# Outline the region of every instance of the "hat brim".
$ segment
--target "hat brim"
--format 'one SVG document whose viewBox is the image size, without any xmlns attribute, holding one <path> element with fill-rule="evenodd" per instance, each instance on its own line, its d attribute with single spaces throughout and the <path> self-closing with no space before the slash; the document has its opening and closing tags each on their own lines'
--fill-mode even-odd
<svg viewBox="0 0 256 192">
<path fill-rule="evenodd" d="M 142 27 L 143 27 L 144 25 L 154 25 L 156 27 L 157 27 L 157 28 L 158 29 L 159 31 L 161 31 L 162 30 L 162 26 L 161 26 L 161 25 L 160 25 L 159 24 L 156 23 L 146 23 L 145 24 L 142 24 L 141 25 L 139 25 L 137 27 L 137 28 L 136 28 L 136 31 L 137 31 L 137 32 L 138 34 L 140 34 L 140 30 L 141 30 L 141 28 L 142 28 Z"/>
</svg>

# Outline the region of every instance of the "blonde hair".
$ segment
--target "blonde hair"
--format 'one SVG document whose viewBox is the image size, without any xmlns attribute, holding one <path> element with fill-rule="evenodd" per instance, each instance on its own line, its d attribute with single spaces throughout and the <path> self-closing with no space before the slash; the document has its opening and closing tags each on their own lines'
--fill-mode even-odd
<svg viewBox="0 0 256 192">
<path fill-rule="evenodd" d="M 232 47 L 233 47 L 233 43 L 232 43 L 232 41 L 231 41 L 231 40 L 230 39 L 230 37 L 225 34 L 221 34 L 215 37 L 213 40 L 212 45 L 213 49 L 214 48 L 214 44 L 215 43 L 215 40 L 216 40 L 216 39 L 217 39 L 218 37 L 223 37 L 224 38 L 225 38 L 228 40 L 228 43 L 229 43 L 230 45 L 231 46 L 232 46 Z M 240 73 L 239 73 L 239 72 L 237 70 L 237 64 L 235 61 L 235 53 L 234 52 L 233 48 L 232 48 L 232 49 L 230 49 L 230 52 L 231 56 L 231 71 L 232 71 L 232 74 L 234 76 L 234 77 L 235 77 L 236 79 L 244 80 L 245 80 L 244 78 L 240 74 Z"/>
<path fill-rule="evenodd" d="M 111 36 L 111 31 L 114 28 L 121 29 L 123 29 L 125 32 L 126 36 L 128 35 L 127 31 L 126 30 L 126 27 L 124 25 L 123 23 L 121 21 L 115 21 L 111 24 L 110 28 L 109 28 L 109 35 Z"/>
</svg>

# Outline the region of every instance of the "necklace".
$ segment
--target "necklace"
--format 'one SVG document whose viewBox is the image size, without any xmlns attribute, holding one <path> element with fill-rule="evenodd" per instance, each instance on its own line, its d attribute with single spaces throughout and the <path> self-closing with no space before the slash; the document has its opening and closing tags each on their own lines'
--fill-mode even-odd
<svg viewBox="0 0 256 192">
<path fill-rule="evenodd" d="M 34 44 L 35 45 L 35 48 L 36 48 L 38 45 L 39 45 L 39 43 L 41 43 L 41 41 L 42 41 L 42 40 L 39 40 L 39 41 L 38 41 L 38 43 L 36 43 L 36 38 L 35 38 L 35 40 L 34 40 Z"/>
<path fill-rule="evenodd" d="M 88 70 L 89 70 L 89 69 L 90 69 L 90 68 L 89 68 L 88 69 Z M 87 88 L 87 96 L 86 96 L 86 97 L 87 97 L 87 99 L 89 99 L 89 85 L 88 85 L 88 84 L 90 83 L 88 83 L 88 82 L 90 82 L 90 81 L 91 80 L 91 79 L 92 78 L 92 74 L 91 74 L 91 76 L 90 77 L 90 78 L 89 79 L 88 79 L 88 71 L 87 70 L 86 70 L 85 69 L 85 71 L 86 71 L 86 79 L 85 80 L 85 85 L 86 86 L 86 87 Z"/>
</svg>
##############################
◆ **Your goal**: Show every line from the records above that contains the word "region". Match it with case counted.

◆ **Answer to the problem**:
# Outline the region of every instance of the "hat brim".
# Outline the region of every instance of the "blonde hair".
# Outline the region of every instance of the "necklace".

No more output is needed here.